Goal: Copy down all of the data underneath, exactly as shown.

Information supplied:
====================

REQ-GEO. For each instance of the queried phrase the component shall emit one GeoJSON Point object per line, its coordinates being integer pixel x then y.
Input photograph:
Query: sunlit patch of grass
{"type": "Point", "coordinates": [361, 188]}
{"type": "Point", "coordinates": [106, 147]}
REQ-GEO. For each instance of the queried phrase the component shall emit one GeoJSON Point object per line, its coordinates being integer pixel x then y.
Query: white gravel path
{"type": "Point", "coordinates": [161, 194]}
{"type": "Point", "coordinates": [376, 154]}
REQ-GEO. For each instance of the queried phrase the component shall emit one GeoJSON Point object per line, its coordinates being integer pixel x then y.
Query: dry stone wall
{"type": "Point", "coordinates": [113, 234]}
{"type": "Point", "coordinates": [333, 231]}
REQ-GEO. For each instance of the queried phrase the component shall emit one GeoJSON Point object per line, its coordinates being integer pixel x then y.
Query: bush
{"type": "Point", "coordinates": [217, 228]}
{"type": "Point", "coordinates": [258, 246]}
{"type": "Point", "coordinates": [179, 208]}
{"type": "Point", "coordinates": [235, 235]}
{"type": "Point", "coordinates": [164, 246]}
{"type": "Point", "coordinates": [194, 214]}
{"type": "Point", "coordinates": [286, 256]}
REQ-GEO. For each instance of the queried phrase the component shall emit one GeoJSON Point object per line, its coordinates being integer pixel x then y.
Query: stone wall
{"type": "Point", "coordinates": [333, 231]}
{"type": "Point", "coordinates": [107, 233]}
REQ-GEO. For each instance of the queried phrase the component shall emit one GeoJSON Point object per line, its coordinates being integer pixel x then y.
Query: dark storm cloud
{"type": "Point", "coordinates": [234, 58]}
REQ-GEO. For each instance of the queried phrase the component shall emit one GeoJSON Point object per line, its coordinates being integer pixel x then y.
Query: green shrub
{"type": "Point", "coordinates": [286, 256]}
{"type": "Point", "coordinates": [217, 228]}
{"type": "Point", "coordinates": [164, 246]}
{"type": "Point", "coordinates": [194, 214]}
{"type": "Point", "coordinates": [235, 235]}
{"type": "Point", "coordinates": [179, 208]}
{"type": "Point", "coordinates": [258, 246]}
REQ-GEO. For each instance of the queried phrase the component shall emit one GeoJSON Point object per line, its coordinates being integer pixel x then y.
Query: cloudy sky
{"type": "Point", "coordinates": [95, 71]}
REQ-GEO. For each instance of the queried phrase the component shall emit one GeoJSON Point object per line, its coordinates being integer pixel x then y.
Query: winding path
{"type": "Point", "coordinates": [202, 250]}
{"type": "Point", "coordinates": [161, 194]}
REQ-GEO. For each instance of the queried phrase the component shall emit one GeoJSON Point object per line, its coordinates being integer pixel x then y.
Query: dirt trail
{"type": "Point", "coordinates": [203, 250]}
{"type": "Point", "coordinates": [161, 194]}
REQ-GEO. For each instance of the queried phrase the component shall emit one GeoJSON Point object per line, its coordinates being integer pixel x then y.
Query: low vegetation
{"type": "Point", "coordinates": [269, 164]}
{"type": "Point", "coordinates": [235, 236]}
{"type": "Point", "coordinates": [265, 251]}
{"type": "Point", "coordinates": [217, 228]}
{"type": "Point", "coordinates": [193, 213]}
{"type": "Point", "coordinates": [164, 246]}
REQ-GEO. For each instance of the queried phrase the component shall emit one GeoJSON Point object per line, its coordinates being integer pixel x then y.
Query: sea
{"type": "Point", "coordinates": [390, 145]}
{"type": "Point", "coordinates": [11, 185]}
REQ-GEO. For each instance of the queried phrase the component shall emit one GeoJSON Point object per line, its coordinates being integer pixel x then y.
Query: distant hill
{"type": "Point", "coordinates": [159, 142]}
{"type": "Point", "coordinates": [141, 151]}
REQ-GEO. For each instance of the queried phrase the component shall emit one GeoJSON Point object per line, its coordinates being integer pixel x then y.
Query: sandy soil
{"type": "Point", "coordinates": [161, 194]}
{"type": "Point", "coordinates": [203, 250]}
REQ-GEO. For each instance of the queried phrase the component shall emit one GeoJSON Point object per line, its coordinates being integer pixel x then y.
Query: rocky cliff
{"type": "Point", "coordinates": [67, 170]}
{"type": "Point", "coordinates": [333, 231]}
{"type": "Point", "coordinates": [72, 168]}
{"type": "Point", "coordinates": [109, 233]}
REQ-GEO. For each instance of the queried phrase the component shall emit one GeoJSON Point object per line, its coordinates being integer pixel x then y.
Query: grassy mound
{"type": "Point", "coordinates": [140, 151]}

====================

Answer for this exercise:
REQ-GEO. For each instance of the queried phrase the component shall emit one GeoJSON Point object per line, its coordinates being integer pixel x then y.
Input photograph:
Query: sunlit patch of grass
{"type": "Point", "coordinates": [361, 188]}
{"type": "Point", "coordinates": [106, 147]}
REQ-GEO. For each instance of the queried phrase the component shall emit one GeoJSON Point object per line, its coordinates being integer pixel x then y.
Query: white gravel path
{"type": "Point", "coordinates": [161, 194]}
{"type": "Point", "coordinates": [376, 154]}
REQ-GEO. For each instance of the queried phrase the component shall emit one GeoJSON Point object per line, its coordinates being integer pixel x then y.
Query: dry stone wall
{"type": "Point", "coordinates": [113, 234]}
{"type": "Point", "coordinates": [333, 231]}
REQ-GEO. For each instance of the queried phrase the component shall emit one GeoJSON Point object per line, its coordinates being integer pixel x then y.
Query: bush
{"type": "Point", "coordinates": [217, 228]}
{"type": "Point", "coordinates": [258, 246]}
{"type": "Point", "coordinates": [179, 208]}
{"type": "Point", "coordinates": [235, 235]}
{"type": "Point", "coordinates": [164, 246]}
{"type": "Point", "coordinates": [194, 214]}
{"type": "Point", "coordinates": [286, 256]}
REQ-GEO. For each instance of the queried phrase the component shall emit one GeoJSON Point object per line, its coordinates being integer pixel x then y.
Query: stone wall
{"type": "Point", "coordinates": [333, 231]}
{"type": "Point", "coordinates": [107, 233]}
REQ-GEO. For each instance of the queried phrase the component shall emit one GeoJSON Point object per line, its coordinates being integer pixel x then y.
Query: dark storm cloud
{"type": "Point", "coordinates": [234, 58]}
REQ-GEO. For each instance of the queried phrase the component shall emit one GeoJSON Point object per line, its coordinates being integer pixel x then y.
Query: green shrub
{"type": "Point", "coordinates": [286, 256]}
{"type": "Point", "coordinates": [217, 228]}
{"type": "Point", "coordinates": [164, 246]}
{"type": "Point", "coordinates": [194, 214]}
{"type": "Point", "coordinates": [235, 235]}
{"type": "Point", "coordinates": [179, 208]}
{"type": "Point", "coordinates": [258, 246]}
REQ-GEO. For each instance of the queried phrase the component shall emit one GeoJSON Point object per line, its coordinates being integer pixel x then y.
Query: cloudy sky
{"type": "Point", "coordinates": [95, 71]}
REQ-GEO. For each instance of the queried phrase the component shall emit one GeoJSON Point object per line, its coordinates being integer pixel x then y.
Query: winding path
{"type": "Point", "coordinates": [202, 250]}
{"type": "Point", "coordinates": [161, 194]}
REQ-GEO. For each instance of the queried phrase the component shall emit one GeoJSON Point object per line, its coordinates being integer pixel x then y.
Query: dirt trail
{"type": "Point", "coordinates": [203, 250]}
{"type": "Point", "coordinates": [161, 194]}
REQ-GEO. For each instance of the queried phrase the component shall emit one GeoJSON Point object per line, its coordinates being integer pixel x then y.
Query: low vegetation
{"type": "Point", "coordinates": [269, 164]}
{"type": "Point", "coordinates": [235, 236]}
{"type": "Point", "coordinates": [265, 251]}
{"type": "Point", "coordinates": [217, 228]}
{"type": "Point", "coordinates": [193, 213]}
{"type": "Point", "coordinates": [164, 246]}
REQ-GEO. For each instance of the queried phrase the component shall emit one GeoJSON Point object per line, its coordinates being integer pixel x then y.
Query: sea
{"type": "Point", "coordinates": [390, 145]}
{"type": "Point", "coordinates": [11, 185]}
REQ-GEO. For each instance of the queried phrase the component shall emit one GeoJSON Point object per line, its coordinates being integer pixel x then y.
Query: distant hill
{"type": "Point", "coordinates": [159, 142]}
{"type": "Point", "coordinates": [141, 151]}
REQ-GEO. For each instance of the queried phrase the component shall emit one GeoJSON Point object per line, its coordinates being integer pixel x then y.
Query: sandy soil
{"type": "Point", "coordinates": [161, 194]}
{"type": "Point", "coordinates": [203, 250]}
REQ-GEO. For each instance of the queried phrase the component shall emit one GeoJSON Point object per line, its coordinates being integer pixel x then y.
Query: rocky cliff
{"type": "Point", "coordinates": [67, 170]}
{"type": "Point", "coordinates": [333, 231]}
{"type": "Point", "coordinates": [72, 168]}
{"type": "Point", "coordinates": [109, 233]}
REQ-GEO. For each instance of the queried phrase the component shall emit one GeoJSON Point object per line, its coordinates being integer pixel x then y.
Query: grassy mound
{"type": "Point", "coordinates": [140, 151]}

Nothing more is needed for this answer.